### Description of the task
Copy the data from its first line through the line containing "xmin=0 ymin=0 xmax=450 ymax=37", changing "teal background" to "blue background" and keeping everything else the same. Leave the pictures out of your copy.

===============

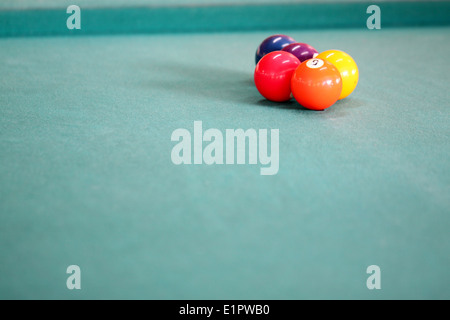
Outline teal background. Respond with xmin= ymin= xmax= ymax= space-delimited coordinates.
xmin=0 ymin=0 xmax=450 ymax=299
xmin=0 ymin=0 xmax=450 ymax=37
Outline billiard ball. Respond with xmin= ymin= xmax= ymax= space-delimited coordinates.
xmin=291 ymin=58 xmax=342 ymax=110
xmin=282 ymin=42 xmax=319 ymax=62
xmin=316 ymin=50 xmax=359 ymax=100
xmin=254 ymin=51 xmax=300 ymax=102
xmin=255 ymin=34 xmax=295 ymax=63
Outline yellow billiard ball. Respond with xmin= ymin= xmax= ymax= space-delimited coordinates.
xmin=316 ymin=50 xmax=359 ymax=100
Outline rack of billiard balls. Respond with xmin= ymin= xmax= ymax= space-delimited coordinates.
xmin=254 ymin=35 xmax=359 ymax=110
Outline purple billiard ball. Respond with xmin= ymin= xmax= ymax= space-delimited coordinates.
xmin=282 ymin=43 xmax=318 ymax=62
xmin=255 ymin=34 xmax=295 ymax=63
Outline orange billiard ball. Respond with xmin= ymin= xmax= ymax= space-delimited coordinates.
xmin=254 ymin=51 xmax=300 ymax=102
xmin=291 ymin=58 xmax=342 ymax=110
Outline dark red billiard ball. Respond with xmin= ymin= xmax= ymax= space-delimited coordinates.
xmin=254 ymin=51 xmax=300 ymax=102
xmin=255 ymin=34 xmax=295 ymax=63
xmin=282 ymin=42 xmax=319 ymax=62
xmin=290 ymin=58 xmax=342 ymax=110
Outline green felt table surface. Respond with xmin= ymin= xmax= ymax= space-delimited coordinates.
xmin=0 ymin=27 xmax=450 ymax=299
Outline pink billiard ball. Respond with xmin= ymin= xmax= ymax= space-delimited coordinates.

===============

### Exercise result
Outline blue background. Respond with xmin= ymin= xmax= ymax= space-delimited coordinates.
xmin=0 ymin=0 xmax=450 ymax=299
xmin=0 ymin=0 xmax=450 ymax=37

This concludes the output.